- **Direction**:
Leaving out all images, write out the records that follow exactly.

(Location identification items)

## begin

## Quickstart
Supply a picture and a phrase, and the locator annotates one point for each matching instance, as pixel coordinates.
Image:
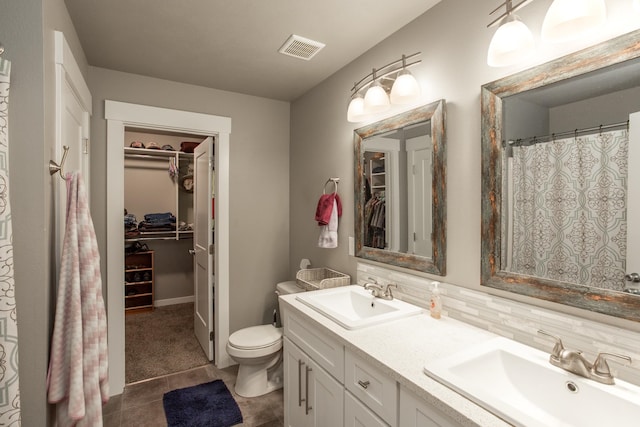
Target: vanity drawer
(376, 390)
(324, 350)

## end

- **Result of this task**:
## Quickstart
Supply a picture and a phrase, and the locator annotates one point for each matching instance, as pixel coordinates.
Image:
Target: vanity drawer
(376, 390)
(324, 350)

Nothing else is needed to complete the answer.